* start Entries supplied *

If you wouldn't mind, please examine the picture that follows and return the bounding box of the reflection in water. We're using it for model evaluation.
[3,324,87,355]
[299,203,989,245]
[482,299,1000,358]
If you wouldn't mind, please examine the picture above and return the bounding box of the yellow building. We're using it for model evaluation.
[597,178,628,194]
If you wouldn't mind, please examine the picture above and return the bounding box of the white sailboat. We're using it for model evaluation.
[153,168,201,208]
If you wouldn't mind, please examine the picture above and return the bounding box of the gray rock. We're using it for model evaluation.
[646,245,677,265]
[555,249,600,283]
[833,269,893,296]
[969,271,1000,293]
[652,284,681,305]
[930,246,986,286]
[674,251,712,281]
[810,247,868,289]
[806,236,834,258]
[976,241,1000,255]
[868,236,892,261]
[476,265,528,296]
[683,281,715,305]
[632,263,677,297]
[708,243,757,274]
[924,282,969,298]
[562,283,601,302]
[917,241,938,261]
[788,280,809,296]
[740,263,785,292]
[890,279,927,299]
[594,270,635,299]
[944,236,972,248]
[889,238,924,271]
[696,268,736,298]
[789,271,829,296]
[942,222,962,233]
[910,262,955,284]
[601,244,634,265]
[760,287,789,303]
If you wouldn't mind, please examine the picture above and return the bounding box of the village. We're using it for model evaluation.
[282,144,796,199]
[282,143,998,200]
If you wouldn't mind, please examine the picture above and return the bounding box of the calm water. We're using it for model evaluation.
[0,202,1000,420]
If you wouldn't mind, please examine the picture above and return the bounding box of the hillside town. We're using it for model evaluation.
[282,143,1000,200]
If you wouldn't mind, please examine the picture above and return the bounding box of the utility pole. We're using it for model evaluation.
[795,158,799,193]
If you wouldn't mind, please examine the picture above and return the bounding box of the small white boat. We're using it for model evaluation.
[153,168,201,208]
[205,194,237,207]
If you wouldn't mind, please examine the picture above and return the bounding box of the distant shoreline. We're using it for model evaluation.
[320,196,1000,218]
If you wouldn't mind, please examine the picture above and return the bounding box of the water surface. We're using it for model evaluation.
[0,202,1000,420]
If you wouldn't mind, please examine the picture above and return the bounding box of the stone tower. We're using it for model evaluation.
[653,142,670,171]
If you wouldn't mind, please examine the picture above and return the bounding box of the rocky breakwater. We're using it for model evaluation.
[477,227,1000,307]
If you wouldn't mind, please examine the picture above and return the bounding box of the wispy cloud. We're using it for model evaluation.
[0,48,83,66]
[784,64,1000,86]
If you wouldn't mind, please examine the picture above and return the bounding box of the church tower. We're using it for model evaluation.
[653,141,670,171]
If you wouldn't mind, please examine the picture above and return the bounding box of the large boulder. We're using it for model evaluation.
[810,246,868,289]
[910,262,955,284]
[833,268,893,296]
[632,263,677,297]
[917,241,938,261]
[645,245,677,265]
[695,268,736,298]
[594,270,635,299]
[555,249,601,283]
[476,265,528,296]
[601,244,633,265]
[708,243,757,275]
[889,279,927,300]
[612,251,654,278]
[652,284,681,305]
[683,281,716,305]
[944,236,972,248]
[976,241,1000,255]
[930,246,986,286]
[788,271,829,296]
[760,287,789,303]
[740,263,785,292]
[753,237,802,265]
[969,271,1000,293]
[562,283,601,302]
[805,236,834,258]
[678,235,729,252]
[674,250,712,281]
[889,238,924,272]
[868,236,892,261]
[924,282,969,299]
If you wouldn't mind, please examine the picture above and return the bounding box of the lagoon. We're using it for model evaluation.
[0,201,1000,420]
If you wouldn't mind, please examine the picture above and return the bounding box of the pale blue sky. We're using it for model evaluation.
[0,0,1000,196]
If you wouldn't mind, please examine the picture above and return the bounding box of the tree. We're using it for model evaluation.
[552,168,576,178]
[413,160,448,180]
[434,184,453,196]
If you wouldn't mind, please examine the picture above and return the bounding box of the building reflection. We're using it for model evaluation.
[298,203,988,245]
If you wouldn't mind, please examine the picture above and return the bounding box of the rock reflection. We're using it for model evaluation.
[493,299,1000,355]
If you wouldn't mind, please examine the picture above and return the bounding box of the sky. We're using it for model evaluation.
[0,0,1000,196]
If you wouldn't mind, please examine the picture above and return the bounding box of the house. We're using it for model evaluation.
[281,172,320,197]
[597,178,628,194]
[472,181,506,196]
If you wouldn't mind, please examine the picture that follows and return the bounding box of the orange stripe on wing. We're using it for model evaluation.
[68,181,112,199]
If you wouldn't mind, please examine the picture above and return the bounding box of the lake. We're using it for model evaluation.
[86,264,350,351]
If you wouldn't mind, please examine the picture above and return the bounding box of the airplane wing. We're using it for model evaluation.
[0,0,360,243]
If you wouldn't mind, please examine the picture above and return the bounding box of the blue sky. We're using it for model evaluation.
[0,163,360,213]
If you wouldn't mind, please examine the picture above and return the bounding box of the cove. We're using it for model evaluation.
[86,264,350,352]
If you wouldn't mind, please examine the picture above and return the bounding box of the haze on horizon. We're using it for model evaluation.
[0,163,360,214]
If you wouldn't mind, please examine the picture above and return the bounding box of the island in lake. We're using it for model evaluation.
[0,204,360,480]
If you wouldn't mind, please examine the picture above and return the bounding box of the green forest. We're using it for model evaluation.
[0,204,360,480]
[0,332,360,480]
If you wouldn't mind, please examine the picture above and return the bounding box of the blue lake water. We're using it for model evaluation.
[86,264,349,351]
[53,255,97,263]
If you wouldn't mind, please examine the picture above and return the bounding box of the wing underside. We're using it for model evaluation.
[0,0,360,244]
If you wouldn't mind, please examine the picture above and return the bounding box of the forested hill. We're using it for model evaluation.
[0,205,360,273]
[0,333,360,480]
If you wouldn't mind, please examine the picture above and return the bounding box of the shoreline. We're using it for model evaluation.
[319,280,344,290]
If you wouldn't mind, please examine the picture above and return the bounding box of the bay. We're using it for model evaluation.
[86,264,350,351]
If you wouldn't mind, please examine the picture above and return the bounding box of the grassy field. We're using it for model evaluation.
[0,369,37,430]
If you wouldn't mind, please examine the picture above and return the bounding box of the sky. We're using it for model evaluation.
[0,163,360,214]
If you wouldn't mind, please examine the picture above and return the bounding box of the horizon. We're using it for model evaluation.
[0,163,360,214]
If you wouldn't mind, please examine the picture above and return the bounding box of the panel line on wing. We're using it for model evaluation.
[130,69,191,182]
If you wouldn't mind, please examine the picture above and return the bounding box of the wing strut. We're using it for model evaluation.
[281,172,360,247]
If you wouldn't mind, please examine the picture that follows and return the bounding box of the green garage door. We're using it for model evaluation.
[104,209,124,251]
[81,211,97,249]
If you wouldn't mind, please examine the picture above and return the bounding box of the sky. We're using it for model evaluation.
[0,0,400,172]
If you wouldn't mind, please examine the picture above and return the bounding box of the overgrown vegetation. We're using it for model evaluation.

* end Entries supplied *

• Your instructions: Put each line of the records above into a JSON list of strings, one string per line, and leave out any blank lines.

• Solution:
[
  "If you wouldn't mind, please examine the picture that follows and return the bounding box of the reflection in water. We're using it for model evaluation.",
  "[3,324,87,355]",
  "[299,203,989,245]",
  "[482,299,1000,358]",
  "If you wouldn't mind, please examine the picture above and return the bounding box of the yellow building. We're using it for model evaluation.",
  "[597,178,628,194]",
  "If you wouldn't mind, please examine the picture above and return the bounding box of the white sailboat. We're using it for model evaluation.",
  "[153,168,201,208]",
  "If you wouldn't mind, please examine the picture above and return the bounding box of the gray rock. We're using it for model evaluation.",
  "[646,245,677,265]",
  "[555,249,600,283]",
  "[833,269,893,296]",
  "[969,271,1000,293]",
  "[652,284,681,305]",
  "[930,246,986,286]",
  "[674,251,712,281]",
  "[810,247,868,289]",
  "[806,236,834,258]",
  "[976,241,1000,255]",
  "[868,236,892,261]",
  "[476,265,528,296]",
  "[683,281,715,305]",
  "[632,263,677,297]",
  "[708,243,757,274]",
  "[924,282,969,298]",
  "[562,283,601,302]",
  "[917,241,938,261]",
  "[788,280,809,296]",
  "[740,263,785,292]",
  "[890,279,927,299]",
  "[594,270,635,299]",
  "[944,236,972,248]",
  "[889,238,924,271]",
  "[696,268,736,298]",
  "[789,271,829,296]",
  "[942,222,962,233]",
  "[910,262,955,284]",
  "[601,244,634,265]",
  "[760,287,789,303]",
  "If you wouldn't mind, please examine the picture above and return the bounding box of the village. We're using it for model evaluation.",
  "[282,144,796,199]",
  "[282,143,998,200]",
  "If you wouldn't mind, please examine the picture above and return the bounding box of the calm water. We're using it for model evaluation.",
  "[0,202,1000,420]",
  "If you wouldn't mind, please examine the picture above and return the bounding box of the hillside town. We're using it for model evaluation.",
  "[282,143,1000,200]",
  "If you wouldn't mind, please examine the picture above and return the bounding box of the utility pole. We're using it for model evaluation.",
  "[795,158,799,193]",
  "If you wouldn't mind, please examine the picture above and return the bounding box of the small white boat. We're using it for model evaluation.",
  "[153,168,201,208]",
  "[205,194,237,207]",
  "If you wouldn't mind, please examine the picture above and return the bounding box of the distant shoreline. We're using it for model evaluation.",
  "[320,196,1000,218]",
  "If you wouldn't mind, please examine the picture above and return the bounding box of the water surface. We're using it for model evaluation.",
  "[0,202,1000,420]",
  "If you wouldn't mind, please examine the picture above and return the bounding box of the stone tower. We're using it for model evaluation.",
  "[653,142,670,171]",
  "If you wouldn't mind, please examine the picture above and return the bounding box of the rocky breakwater. We're using it for model evaluation.",
  "[477,227,1000,307]",
  "If you wouldn't mind, please examine the picture above and return the bounding box of the wispy cloud. We're using it for model evaluation.",
  "[0,48,83,66]",
  "[784,64,1000,86]",
  "If you wouldn't mind, please examine the picture above and return the bounding box of the church tower. We're using it for model evaluation.",
  "[653,141,670,171]",
  "If you wouldn't mind, please examine the picture above and return the bounding box of the large boulder. We're using it for model evaluation.",
  "[810,246,868,289]",
  "[910,262,955,284]",
  "[833,268,893,296]",
  "[632,263,677,297]",
  "[917,241,938,261]",
  "[645,245,677,265]",
  "[695,268,736,298]",
  "[594,270,635,299]",
  "[555,249,601,283]",
  "[476,265,528,296]",
  "[601,244,633,265]",
  "[708,243,757,275]",
  "[889,279,927,300]",
  "[612,251,654,278]",
  "[652,284,681,305]",
  "[683,281,716,305]",
  "[944,236,972,248]",
  "[976,241,1000,255]",
  "[930,246,986,286]",
  "[788,271,829,296]",
  "[760,287,789,303]",
  "[740,263,785,292]",
  "[753,237,802,265]",
  "[969,271,1000,293]",
  "[562,283,601,302]",
  "[805,236,834,258]",
  "[678,235,729,252]",
  "[674,250,712,281]",
  "[889,238,924,272]",
  "[868,236,892,261]",
  "[924,282,969,299]",
  "If you wouldn't mind, please examine the picture above and return the bounding box of the lagoon. We're using it for model evaluation.",
  "[0,201,1000,420]",
  "If you wouldn't mind, please examine the picture above and return the bounding box of the pale blue sky. We're using it for model evaluation.",
  "[0,0,1000,196]",
  "If you wouldn't mind, please examine the picture above and return the bounding box of the tree. We're using it for model evaluation.",
  "[552,168,576,178]",
  "[413,160,448,180]",
  "[434,184,453,196]",
  "If you wouldn't mind, please examine the picture above and return the bounding box of the building reflection. We're using it for model evaluation.",
  "[298,203,988,245]",
  "If you wouldn't mind, please examine the picture above and return the bounding box of the rock reflection. We're using it for model evaluation.",
  "[493,299,1000,355]",
  "If you wouldn't mind, please examine the picture above and return the bounding box of the sky. We're using it for model evaluation.",
  "[0,0,1000,196]",
  "If you wouldn't mind, please examine the picture above and return the bounding box of the house. We're using it for model evaluation.",
  "[281,172,320,197]",
  "[597,178,628,194]",
  "[472,181,506,196]",
  "If you wouldn't mind, please examine the picture that follows and return the bounding box of the orange stripe on wing. We're using it for model evaluation.",
  "[68,181,112,199]",
  "If you wouldn't mind, please examine the picture above and return the bounding box of the lake. We're using it for model evaluation.",
  "[86,264,350,351]",
  "If you wouldn't mind, please examine the picture above and return the bounding box of the airplane wing. We're using it for model evaluation.",
  "[0,0,360,243]",
  "If you wouldn't mind, please examine the picture above and return the bounding box of the blue sky. We're using it for model evaluation.",
  "[0,163,360,213]",
  "If you wouldn't mind, please examine the picture above and return the bounding box of the cove. We're using it for model evaluation.",
  "[86,264,350,352]",
  "If you wouldn't mind, please examine the picture above and return the bounding box of the haze on horizon. We're using it for model evaluation.",
  "[0,163,360,214]",
  "If you wouldn't mind, please examine the picture above and return the bounding box of the island in lake. We're using it for model evaluation.",
  "[0,204,360,480]",
  "If you wouldn't mind, please examine the picture above and return the bounding box of the green forest. We're using it for model evaluation.",
  "[0,204,360,480]",
  "[0,332,360,480]",
  "If you wouldn't mind, please examine the picture above and return the bounding box of the blue lake water. We're using it for model evaluation.",
  "[86,264,349,351]",
  "[53,255,97,263]",
  "If you wouldn't mind, please examine the picture above and return the bounding box of the wing underside. We're using it for model evaluation.",
  "[0,0,360,244]",
  "If you wouldn't mind, please examine the picture above and return the bounding box of the forested hill. We're using it for model evaluation.",
  "[0,205,360,273]",
  "[0,333,360,480]",
  "If you wouldn't mind, please examine the picture above and return the bounding box of the shoreline. We're using it for model evaluation.",
  "[319,280,344,290]",
  "If you wouldn't mind, please examine the picture above and return the bounding box of the bay. We're using it for model evaluation.",
  "[86,264,350,351]",
  "If you wouldn't mind, please examine the picture above and return the bounding box of the grassy field. We're using it for model evaluation.",
  "[0,369,37,430]",
  "If you wouldn't mind, please examine the picture above and return the bounding box of the sky. We're using it for model evaluation.",
  "[0,163,360,214]",
  "If you wouldn't mind, please examine the picture above and return the bounding box of the horizon. We're using it for model evaluation.",
  "[0,163,360,214]",
  "If you wouldn't mind, please examine the picture above and return the bounding box of the panel line on wing. We're using it for model evaluation.",
  "[130,69,191,182]",
  "If you wouldn't mind, please examine the picture above and return the bounding box of the wing strut. We're using it for model evaluation.",
  "[281,172,360,247]",
  "If you wouldn't mind, please examine the picture that follows and return the bounding box of the green garage door. We're using it for model evaluation.",
  "[104,209,124,251]",
  "[81,211,97,249]",
  "If you wouldn't mind, please examine the picture above and return the bounding box of the sky. We're using it for model evaluation.",
  "[0,0,400,172]",
  "If you wouldn't mind, please examine the picture above and return the bounding box of the overgrown vegetation. We're using it for model evaluation."
]